• Task objective
The data beneath this task is to be duplicated exactly, in its entirety.

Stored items
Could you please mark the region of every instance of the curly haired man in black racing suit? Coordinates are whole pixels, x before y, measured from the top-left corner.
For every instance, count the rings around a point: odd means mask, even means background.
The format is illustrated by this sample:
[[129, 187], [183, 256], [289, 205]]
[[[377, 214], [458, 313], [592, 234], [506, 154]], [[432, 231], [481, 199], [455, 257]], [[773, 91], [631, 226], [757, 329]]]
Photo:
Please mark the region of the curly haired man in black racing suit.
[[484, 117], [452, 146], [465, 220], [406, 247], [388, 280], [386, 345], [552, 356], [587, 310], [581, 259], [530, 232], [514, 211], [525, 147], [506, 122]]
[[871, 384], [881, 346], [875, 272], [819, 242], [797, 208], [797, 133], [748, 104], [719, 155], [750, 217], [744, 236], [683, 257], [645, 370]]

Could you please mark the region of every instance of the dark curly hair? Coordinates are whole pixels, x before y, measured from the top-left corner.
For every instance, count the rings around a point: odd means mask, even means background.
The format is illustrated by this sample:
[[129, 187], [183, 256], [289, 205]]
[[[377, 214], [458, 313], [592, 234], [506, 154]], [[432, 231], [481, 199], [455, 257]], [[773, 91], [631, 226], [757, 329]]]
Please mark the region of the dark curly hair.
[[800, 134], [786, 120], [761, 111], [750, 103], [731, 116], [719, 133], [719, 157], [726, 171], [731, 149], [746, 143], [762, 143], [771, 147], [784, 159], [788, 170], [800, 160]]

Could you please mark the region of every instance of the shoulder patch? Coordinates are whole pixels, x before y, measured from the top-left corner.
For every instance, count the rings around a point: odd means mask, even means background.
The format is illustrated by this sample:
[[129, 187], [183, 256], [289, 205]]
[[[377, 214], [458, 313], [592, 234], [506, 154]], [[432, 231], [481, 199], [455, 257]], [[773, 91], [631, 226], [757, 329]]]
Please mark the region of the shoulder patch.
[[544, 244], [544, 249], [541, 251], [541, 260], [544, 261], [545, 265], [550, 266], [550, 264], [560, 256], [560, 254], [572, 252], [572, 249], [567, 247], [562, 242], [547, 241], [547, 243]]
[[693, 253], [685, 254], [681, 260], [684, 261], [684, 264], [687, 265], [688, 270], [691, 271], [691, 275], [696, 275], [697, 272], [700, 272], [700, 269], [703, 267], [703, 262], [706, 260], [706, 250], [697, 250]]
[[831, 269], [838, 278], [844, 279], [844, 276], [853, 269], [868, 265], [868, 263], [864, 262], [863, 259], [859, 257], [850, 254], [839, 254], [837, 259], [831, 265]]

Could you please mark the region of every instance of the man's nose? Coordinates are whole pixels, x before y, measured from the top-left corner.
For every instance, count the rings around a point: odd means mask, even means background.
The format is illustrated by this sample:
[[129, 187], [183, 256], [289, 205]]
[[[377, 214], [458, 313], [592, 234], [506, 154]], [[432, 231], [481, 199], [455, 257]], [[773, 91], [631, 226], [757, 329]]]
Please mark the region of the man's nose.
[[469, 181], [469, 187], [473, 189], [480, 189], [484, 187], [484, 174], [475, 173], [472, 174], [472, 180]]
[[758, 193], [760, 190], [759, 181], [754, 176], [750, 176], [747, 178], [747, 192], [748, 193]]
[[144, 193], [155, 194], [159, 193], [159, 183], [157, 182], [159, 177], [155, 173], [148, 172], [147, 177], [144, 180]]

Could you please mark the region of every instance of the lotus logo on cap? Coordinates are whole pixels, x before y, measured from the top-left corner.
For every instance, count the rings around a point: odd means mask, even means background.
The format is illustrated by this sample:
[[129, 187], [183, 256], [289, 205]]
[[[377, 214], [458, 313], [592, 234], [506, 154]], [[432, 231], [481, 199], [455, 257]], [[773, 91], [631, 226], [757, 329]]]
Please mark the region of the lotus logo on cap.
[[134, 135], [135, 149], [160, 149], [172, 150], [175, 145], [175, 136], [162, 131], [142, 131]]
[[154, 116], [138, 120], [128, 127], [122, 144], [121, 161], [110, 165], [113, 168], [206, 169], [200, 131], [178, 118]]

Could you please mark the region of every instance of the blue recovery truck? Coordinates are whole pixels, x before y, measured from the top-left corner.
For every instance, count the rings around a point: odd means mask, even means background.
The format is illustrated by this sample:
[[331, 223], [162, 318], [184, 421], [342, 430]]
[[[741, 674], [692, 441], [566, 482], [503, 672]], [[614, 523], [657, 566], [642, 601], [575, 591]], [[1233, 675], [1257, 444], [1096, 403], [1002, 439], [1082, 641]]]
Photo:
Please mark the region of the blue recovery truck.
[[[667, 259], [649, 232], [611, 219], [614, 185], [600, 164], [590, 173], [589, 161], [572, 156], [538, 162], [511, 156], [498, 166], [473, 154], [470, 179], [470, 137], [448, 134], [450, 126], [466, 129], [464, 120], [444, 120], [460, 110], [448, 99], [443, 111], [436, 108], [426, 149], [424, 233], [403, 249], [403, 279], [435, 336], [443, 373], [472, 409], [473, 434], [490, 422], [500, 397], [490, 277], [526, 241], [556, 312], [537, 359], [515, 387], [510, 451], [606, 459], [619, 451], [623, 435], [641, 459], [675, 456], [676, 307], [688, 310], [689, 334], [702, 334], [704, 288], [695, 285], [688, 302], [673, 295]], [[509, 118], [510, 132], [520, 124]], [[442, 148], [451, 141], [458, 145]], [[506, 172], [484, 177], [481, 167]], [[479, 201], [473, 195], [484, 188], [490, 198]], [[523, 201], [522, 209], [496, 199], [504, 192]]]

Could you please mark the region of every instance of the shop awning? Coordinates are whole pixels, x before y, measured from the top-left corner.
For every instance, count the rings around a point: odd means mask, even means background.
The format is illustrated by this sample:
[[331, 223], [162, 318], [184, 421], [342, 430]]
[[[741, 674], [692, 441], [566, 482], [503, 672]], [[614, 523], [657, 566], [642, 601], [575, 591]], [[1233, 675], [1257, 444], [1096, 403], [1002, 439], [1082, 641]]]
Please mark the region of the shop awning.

• Output of the task
Could you please mark the region of every instance of the curly haired man in black racing suit? Coordinates are whole pixels, x before y, measured from the top-left corner.
For every instance, count the rings around a point: odd means mask, even means background.
The format is illustrated by this sample:
[[129, 187], [183, 256], [289, 205]]
[[[377, 214], [458, 313], [592, 234], [506, 154]], [[432, 231], [481, 199], [455, 257]], [[773, 91], [631, 226], [757, 329]]]
Photo:
Please mark the region of the curly haired man in black racing suit.
[[484, 117], [452, 146], [465, 220], [406, 247], [388, 280], [386, 345], [552, 356], [587, 310], [581, 259], [530, 232], [514, 211], [525, 147], [506, 122]]
[[871, 384], [881, 346], [875, 272], [819, 242], [797, 208], [797, 133], [748, 104], [719, 155], [750, 217], [744, 236], [683, 257], [645, 370]]

Could you please mark the region of every instance of the dark curly hair? Coordinates are whole pixels, x before y, measured from the top-left corner.
For every instance, count the rings around a point: odd means mask, even means background.
The format is illustrated by this sample:
[[129, 187], [183, 256], [289, 205]]
[[[377, 214], [458, 313], [592, 234], [506, 154]], [[432, 231], [481, 199], [455, 257]], [[773, 91], [631, 226], [757, 329]]]
Please mark the region of the dark curly hair.
[[800, 134], [786, 120], [761, 111], [750, 103], [731, 116], [719, 133], [719, 157], [726, 171], [731, 149], [746, 143], [762, 143], [771, 147], [784, 159], [788, 170], [800, 160]]

Could you please mark the region of every instance of the shoulder patch? Coordinates are whole pixels, x before y, measured from the top-left corner.
For every instance, count the rings around a point: odd means mask, even means background.
The format is illustrated by this sample:
[[129, 187], [183, 256], [289, 205]]
[[[377, 214], [458, 313], [592, 234], [506, 154]], [[432, 231], [481, 199], [455, 257]], [[773, 91], [631, 226], [757, 329]]]
Please mark the region of the shoulder patch.
[[544, 244], [544, 249], [541, 251], [541, 260], [544, 261], [545, 265], [550, 266], [550, 264], [560, 256], [560, 254], [572, 252], [572, 249], [567, 247], [562, 242], [547, 241], [547, 243]]
[[693, 253], [685, 254], [681, 260], [684, 261], [684, 264], [687, 265], [688, 270], [691, 271], [691, 275], [696, 275], [697, 272], [700, 272], [700, 269], [703, 267], [703, 262], [706, 260], [706, 250], [697, 250]]
[[831, 269], [838, 278], [844, 279], [844, 276], [853, 269], [868, 265], [868, 263], [864, 262], [863, 259], [859, 257], [850, 254], [839, 254], [837, 259], [831, 265]]

Could you please mark the region of every instance of the man's nose? Coordinates are whole pixels, x before y, measured from the top-left corner.
For every instance, count the rings around a point: odd means mask, even means background.
The format is illustrated by this sample:
[[129, 187], [183, 256], [289, 205]]
[[[377, 214], [458, 313], [592, 234], [506, 154]], [[432, 231], [481, 199], [455, 257]], [[773, 91], [631, 226], [757, 329]]]
Please mark the region of the man's nose.
[[469, 181], [469, 187], [473, 189], [480, 189], [484, 187], [484, 174], [475, 173], [472, 174], [472, 180]]
[[758, 193], [760, 190], [759, 181], [754, 176], [750, 176], [747, 178], [747, 192], [748, 193]]
[[144, 193], [155, 194], [159, 193], [159, 183], [157, 182], [159, 177], [155, 173], [148, 172], [147, 177], [144, 180]]

Could you please mark the region of every instance of the lotus logo on cap? Coordinates are whole pixels, x before y, measured from the top-left corner.
For every instance, count the rings around a point: odd means mask, even means background.
The format is illustrated by this sample:
[[129, 187], [183, 256], [289, 205]]
[[[377, 214], [458, 313], [592, 234], [506, 154]], [[432, 231], [481, 199], [455, 257]], [[773, 91], [631, 226], [757, 329]]]
Please mark the region of the lotus logo on cap.
[[134, 135], [135, 149], [160, 149], [172, 150], [175, 145], [175, 136], [162, 131], [142, 131]]
[[154, 116], [138, 120], [128, 127], [122, 144], [121, 161], [110, 165], [113, 168], [206, 169], [200, 131], [178, 118]]

Could you please mark the region of every instance of the blue recovery truck? Coordinates are whole pixels, x before y, measured from the top-left corner.
For every instance, count the rings around a point: odd means mask, even means background.
The format is illustrated by this sample:
[[331, 223], [162, 318], [184, 421], [342, 430]]
[[[741, 674], [692, 441], [566, 482], [503, 672]], [[614, 523], [657, 566], [642, 601], [575, 591]], [[1233, 675], [1257, 444], [1096, 403], [1002, 439], [1082, 641]]]
Photo:
Please mark the region of the blue recovery truck.
[[[667, 259], [649, 232], [611, 219], [614, 185], [600, 164], [590, 173], [589, 161], [572, 156], [538, 162], [511, 156], [498, 166], [473, 154], [470, 179], [470, 137], [448, 134], [450, 126], [466, 129], [464, 120], [444, 120], [460, 110], [448, 99], [443, 111], [436, 108], [426, 149], [424, 233], [403, 249], [403, 279], [435, 336], [443, 373], [472, 409], [473, 434], [490, 422], [500, 397], [490, 277], [526, 241], [556, 312], [537, 359], [515, 387], [510, 451], [606, 459], [619, 451], [623, 435], [641, 459], [675, 456], [676, 307], [688, 310], [689, 334], [702, 334], [704, 288], [695, 285], [688, 302], [673, 295]], [[509, 118], [510, 132], [520, 124]], [[442, 148], [451, 141], [458, 145]], [[506, 172], [484, 177], [481, 167]], [[479, 201], [473, 195], [484, 188], [490, 198]], [[523, 201], [522, 209], [496, 199], [504, 192]]]

Could you please mark the region of every instance of the shop awning? Coordinates are whole pixels, x before y, measured from the top-left corner.
For every instance, count the rings around a point: odd means mask, even means background.
The format is illustrated by this sample:
[[331, 223], [162, 318], [184, 421], [342, 430]]
[[[741, 674], [692, 441], [566, 482], [503, 672]], [[614, 523], [657, 566], [642, 601], [575, 591]], [[1233, 675], [1257, 444], [1096, 403], [1002, 439], [1082, 641]]]
Please mark the region of the shop awning.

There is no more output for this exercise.